TEXT FOR ANALYSIS:
____________

Daniel Levitin argues that people’s junk drawer, the place they store miscellanea, is a fitting analogy for how people should live their lives. With the objects in a junk drawer, as with the activities and people in one’s life, individuals should ask: Is this still important to me? Am I clear about what I need? Is there enough diversity? The Organized Mind: Thinking Straight in the Age of Information Overloads draws on the neuropsychological and evolutionary basis of memory and attention to explain how to practice good “neural hygiene,” harness a brains’ potential, reduce stress, and be a successful person. Levitin, a McGill University professor of psychology, behavioral neuroscience, and music, has written an engaging and insightful book for anyone interested in cognitive adaptations to deal with today’s bombardment of information.

____________

BRIEF:
In one to three sentences, explain why the book review says Levitin finds the junk drawer a fitting analogy for how people should live their lives. The records that follow have no connection to the book review.

____________

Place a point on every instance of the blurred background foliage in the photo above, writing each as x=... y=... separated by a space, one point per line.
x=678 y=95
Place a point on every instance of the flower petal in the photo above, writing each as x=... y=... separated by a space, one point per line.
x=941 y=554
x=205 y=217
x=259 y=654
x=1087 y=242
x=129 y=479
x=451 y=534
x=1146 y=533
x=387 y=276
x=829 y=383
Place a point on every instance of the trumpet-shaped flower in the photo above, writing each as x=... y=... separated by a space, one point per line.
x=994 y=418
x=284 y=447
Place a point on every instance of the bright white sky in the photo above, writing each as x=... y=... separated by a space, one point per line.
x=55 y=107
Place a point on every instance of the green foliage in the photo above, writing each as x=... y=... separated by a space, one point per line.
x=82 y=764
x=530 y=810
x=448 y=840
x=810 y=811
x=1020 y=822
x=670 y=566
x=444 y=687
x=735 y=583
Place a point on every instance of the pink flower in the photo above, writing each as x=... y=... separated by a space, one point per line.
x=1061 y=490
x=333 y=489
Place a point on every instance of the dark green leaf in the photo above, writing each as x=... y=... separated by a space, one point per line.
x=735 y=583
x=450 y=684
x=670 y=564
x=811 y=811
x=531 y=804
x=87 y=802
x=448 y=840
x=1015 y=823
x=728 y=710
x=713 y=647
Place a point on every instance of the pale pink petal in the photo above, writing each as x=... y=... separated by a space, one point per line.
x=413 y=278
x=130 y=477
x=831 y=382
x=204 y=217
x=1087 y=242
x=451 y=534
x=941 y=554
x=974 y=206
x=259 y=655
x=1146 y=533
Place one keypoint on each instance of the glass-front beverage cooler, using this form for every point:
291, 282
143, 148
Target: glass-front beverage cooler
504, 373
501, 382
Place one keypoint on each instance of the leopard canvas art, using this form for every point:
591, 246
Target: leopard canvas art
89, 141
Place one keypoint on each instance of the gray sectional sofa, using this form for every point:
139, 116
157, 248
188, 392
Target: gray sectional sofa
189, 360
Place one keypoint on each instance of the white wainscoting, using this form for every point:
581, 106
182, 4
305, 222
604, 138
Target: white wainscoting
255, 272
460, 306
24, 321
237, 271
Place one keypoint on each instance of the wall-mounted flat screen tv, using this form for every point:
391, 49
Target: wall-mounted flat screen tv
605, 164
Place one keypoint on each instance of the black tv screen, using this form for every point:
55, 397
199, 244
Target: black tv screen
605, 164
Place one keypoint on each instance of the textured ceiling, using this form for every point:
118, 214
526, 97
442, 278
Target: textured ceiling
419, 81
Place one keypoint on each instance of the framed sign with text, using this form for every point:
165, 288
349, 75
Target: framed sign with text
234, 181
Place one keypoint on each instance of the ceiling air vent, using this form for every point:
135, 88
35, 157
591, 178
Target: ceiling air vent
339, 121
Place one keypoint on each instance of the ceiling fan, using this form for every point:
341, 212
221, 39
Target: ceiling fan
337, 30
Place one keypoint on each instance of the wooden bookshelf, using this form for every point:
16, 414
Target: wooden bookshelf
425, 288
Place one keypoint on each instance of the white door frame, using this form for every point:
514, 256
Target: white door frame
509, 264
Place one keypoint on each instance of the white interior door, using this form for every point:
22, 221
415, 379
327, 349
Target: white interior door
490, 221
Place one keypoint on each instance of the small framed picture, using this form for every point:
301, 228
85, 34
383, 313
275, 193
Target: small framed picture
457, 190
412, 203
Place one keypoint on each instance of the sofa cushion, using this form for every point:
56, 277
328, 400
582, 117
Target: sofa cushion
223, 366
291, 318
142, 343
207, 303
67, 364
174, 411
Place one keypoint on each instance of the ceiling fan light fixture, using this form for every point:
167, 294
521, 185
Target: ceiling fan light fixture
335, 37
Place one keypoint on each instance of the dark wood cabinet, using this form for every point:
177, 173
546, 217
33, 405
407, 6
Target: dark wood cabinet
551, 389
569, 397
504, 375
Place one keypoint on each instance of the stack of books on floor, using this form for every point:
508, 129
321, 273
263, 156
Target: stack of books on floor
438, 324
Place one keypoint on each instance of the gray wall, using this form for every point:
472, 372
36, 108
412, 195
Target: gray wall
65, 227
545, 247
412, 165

____________

RESULT FOR THIS EXERCISE:
People should ask the same questions about the activities and people in their lives as about the objects in a junk drawer. Those questions are: Is this still important to me? Am I clear about what I need? Is there enough diversity?